WRITTEN INSTRUCTION:
Turn every line of the data below into a numbered list, leaving out the blank lines.

»»

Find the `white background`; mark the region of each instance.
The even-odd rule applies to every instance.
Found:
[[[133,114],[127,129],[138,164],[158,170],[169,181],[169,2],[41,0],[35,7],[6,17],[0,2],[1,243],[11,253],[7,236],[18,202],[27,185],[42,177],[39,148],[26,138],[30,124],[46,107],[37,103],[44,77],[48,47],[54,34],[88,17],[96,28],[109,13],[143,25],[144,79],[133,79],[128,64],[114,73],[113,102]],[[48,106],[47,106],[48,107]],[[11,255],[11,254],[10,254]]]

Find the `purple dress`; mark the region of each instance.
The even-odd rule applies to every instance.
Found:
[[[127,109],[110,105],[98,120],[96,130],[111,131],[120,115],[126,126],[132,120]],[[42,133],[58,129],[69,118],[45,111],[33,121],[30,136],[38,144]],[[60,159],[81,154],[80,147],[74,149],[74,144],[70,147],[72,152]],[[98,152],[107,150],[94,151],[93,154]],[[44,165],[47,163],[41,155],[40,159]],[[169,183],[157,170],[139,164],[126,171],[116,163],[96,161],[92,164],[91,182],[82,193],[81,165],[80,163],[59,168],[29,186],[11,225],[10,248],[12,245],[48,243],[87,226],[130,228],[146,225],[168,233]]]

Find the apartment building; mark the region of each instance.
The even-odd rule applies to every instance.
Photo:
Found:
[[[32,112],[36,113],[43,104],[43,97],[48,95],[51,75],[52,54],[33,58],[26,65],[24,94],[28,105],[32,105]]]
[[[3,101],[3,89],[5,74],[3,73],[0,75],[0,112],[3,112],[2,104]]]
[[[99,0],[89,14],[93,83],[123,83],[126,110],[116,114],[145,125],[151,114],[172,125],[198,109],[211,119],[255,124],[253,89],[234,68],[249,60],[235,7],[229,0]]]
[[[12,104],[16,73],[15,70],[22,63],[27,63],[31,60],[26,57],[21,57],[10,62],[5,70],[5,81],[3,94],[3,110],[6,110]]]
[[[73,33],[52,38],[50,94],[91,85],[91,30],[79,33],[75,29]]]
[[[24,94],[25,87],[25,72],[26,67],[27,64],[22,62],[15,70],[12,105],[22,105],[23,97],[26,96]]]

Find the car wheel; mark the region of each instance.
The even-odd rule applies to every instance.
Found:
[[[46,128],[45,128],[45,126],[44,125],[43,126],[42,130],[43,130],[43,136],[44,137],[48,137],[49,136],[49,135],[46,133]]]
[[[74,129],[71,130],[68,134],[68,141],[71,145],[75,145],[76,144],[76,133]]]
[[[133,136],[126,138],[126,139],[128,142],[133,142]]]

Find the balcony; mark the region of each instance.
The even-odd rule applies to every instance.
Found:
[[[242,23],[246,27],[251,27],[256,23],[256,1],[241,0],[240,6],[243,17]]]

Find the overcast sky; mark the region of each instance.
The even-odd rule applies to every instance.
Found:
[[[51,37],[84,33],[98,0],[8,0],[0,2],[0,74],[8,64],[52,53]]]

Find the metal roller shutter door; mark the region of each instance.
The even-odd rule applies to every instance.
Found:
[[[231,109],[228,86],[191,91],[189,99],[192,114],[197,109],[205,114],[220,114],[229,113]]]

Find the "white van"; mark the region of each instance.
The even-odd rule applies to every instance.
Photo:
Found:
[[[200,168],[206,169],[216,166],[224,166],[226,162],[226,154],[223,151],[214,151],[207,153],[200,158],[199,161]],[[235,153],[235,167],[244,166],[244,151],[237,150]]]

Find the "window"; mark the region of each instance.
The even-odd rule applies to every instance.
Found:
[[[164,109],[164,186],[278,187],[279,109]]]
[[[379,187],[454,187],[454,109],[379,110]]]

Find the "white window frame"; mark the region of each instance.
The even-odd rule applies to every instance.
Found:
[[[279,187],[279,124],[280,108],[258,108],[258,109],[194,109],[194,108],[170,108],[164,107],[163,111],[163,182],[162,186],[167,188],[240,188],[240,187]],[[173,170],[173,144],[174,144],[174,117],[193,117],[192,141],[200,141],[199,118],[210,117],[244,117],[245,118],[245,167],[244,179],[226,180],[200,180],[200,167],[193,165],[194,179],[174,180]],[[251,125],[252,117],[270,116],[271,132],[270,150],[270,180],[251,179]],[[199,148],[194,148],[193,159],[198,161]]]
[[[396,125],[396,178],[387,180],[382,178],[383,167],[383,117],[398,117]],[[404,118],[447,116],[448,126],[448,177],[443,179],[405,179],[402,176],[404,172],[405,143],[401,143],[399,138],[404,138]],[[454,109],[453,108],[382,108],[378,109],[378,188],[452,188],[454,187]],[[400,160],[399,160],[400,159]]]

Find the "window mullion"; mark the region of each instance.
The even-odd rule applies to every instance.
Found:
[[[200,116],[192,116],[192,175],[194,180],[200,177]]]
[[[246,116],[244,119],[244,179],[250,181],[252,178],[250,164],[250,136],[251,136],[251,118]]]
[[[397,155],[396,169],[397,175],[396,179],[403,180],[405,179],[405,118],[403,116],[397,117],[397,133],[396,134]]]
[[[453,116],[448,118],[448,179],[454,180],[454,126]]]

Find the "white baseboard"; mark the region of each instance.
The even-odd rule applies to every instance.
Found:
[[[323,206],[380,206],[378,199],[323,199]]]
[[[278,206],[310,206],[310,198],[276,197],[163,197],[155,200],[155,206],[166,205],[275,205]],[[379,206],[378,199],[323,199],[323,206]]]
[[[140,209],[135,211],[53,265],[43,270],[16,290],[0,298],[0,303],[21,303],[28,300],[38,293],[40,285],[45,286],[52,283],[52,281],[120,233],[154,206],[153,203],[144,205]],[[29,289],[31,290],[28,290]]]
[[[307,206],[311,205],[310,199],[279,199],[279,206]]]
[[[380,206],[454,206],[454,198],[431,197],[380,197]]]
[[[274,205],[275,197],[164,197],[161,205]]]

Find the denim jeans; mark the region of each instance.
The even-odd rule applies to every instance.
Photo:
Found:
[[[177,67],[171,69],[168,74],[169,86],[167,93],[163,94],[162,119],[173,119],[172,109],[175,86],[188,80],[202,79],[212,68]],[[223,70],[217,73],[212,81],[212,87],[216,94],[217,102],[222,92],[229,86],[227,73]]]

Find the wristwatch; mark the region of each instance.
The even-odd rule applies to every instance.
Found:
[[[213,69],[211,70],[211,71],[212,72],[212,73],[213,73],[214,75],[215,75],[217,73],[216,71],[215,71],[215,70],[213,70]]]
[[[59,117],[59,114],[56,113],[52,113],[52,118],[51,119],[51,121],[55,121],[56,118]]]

««

TASK RESPONSE:
1. Find the `white background`; mark the region of each instance.
2. The even-odd rule applies to every instance.
3. Found:
4. [[[133,114],[127,129],[138,164],[158,170],[169,181],[169,2],[41,0],[35,7],[6,17],[0,2],[1,243],[11,253],[7,236],[18,202],[27,185],[42,177],[39,148],[26,138],[30,124],[46,107],[37,103],[44,77],[48,47],[54,34],[88,17],[96,28],[109,13],[143,25],[144,79],[133,79],[128,64],[114,73],[113,102]],[[48,106],[47,106],[48,107]],[[11,255],[11,254],[10,254]]]
5. Find the `purple dress`; mark the region of each instance.
6. The even-odd rule applies to every instance.
7. Found:
8. [[[127,109],[110,105],[98,120],[96,130],[111,131],[120,115],[126,126],[132,120]],[[42,133],[58,129],[69,118],[45,111],[33,121],[30,136],[38,144]],[[60,159],[81,154],[80,147],[74,149],[74,144],[70,147],[72,152]],[[98,152],[107,150],[94,151],[93,154]],[[44,165],[47,163],[41,155],[40,159]],[[169,183],[157,170],[139,164],[126,171],[116,163],[96,161],[92,164],[91,182],[82,193],[81,165],[80,163],[59,168],[29,186],[11,225],[10,248],[12,245],[48,243],[87,226],[130,228],[146,225],[168,233]]]
9. Find the apartment building; mark the region of each instance.
10. The even-odd rule applies to every instance.
11. Photo:
12. Found:
13. [[[32,112],[36,113],[43,104],[43,97],[48,95],[51,75],[52,54],[33,58],[26,65],[24,94],[28,105],[32,105]]]
14. [[[3,101],[3,89],[5,74],[3,73],[0,75],[0,112],[3,112],[2,104]]]
15. [[[99,0],[89,14],[93,83],[123,83],[126,110],[116,114],[145,125],[151,114],[172,125],[198,109],[211,119],[255,124],[253,89],[234,68],[249,60],[235,7],[229,0]]]
16. [[[12,104],[16,73],[15,70],[22,63],[27,63],[31,60],[26,57],[21,57],[10,62],[5,70],[5,81],[3,94],[3,110],[6,110]]]
17. [[[73,33],[52,38],[50,94],[91,85],[91,30],[79,33],[75,29]]]
18. [[[24,94],[25,87],[25,72],[26,67],[27,64],[22,62],[15,70],[12,105],[22,105],[23,97],[26,96]]]
19. Find the car wheel; mark the region of each instance.
20. The even-odd rule applies to every instance.
21. Found:
22. [[[46,128],[45,128],[45,126],[44,125],[43,126],[42,130],[43,130],[43,136],[44,137],[48,137],[49,136],[49,135],[46,133]]]
23. [[[74,129],[71,130],[68,134],[68,141],[71,145],[75,145],[76,144],[76,133]]]
24. [[[133,136],[126,138],[126,139],[128,142],[133,142]]]
25. Find the balcony; mark the region of each instance.
26. The even-odd rule applies to every instance.
27. Found:
28. [[[242,23],[246,27],[251,27],[256,23],[256,1],[241,0],[240,6],[243,17]]]
29. Find the overcast sky; mark the region of each instance.
30. The even-odd rule applies to every instance.
31. Found:
32. [[[51,37],[84,33],[98,0],[8,0],[0,2],[0,74],[8,64],[52,53]]]
33. Find the metal roller shutter door; mark the region of each instance.
34. The even-odd rule applies to every instance.
35. Found:
36. [[[231,109],[228,86],[191,91],[189,99],[192,114],[197,109],[205,114],[220,114],[229,113]]]
37. Find the "white van"; mark the region of each instance.
38. The even-odd rule applies to every instance.
39. Photo:
40. Found:
41. [[[200,168],[206,169],[216,166],[224,166],[226,162],[226,154],[223,151],[214,151],[207,153],[200,158],[199,161]],[[235,153],[235,167],[244,166],[244,151],[237,150]]]
42. Find the "window"; mark the region of each instance.
43. The even-odd rule applies to every instance.
44. Found:
45. [[[164,109],[164,186],[278,187],[279,109]]]
46. [[[379,187],[454,187],[454,109],[379,110]]]
47. Find the "white window frame"; mark the region of each instance.
48. The even-odd rule applies to every instance.
49. Found:
50. [[[279,187],[279,124],[280,108],[258,108],[258,109],[194,109],[194,108],[170,108],[164,107],[163,111],[163,182],[162,186],[167,188],[240,188],[240,187]],[[173,170],[173,144],[174,144],[174,117],[193,117],[192,141],[200,141],[199,118],[210,117],[244,117],[245,118],[245,167],[244,179],[226,180],[200,180],[200,167],[193,165],[194,179],[174,180]],[[251,125],[252,117],[270,116],[271,132],[270,150],[270,180],[251,179]],[[199,148],[194,148],[193,159],[198,161]]]
51. [[[396,125],[396,178],[387,180],[382,178],[383,167],[383,117],[398,117]],[[404,118],[447,116],[448,126],[448,177],[443,179],[405,179],[402,176],[404,172],[405,143],[401,143],[399,138],[404,138]],[[454,109],[453,108],[382,108],[378,109],[378,188],[452,188],[454,187]],[[400,160],[399,160],[400,159]]]
52. Find the "window mullion"; mark the region of each instance.
53. The even-odd rule applies to every instance.
54. Found:
55. [[[200,116],[192,116],[192,175],[194,180],[200,177]]]
56. [[[246,116],[244,119],[244,179],[250,181],[252,178],[250,164],[250,136],[251,136],[251,118]]]
57. [[[397,155],[396,169],[397,175],[396,179],[403,180],[405,179],[405,118],[403,116],[397,117],[397,133],[396,134]]]
58. [[[453,116],[448,118],[448,179],[454,180],[454,126]]]
59. Find the "white baseboard"; mark the region of each instance.
60. The even-odd rule applies to every instance.
61. Found:
62. [[[323,206],[380,206],[378,199],[323,199]]]
63. [[[278,206],[310,206],[310,198],[276,197],[163,197],[155,200],[155,206],[166,205],[275,205]],[[379,206],[378,199],[323,199],[323,206]]]
64. [[[140,209],[135,211],[53,265],[43,270],[16,290],[0,298],[0,303],[21,303],[28,300],[38,293],[40,285],[45,286],[52,283],[52,281],[120,233],[154,206],[153,203],[144,205]],[[29,289],[31,290],[28,290]]]
65. [[[307,206],[311,205],[310,199],[279,199],[279,206]]]
66. [[[380,206],[454,206],[454,198],[431,197],[380,197]]]
67. [[[274,205],[275,197],[164,197],[161,205]]]
68. Find the denim jeans; mark the region of each instance.
69. The even-odd rule applies to every instance.
70. Photo:
71. Found:
72. [[[177,67],[171,69],[168,74],[169,86],[167,93],[163,94],[162,119],[173,119],[172,109],[175,86],[188,80],[202,79],[212,68]],[[223,70],[217,73],[212,81],[212,87],[216,94],[217,102],[222,92],[229,86],[227,73]]]
73. Find the wristwatch; mark the region of each instance.
74. The even-odd rule applies to every instance.
75. Found:
76. [[[213,69],[211,70],[211,71],[212,72],[212,73],[213,73],[214,75],[215,75],[217,73],[216,71],[215,71],[215,70],[213,70]]]
77. [[[59,117],[59,114],[56,113],[52,113],[52,118],[51,119],[51,121],[55,121],[56,118]]]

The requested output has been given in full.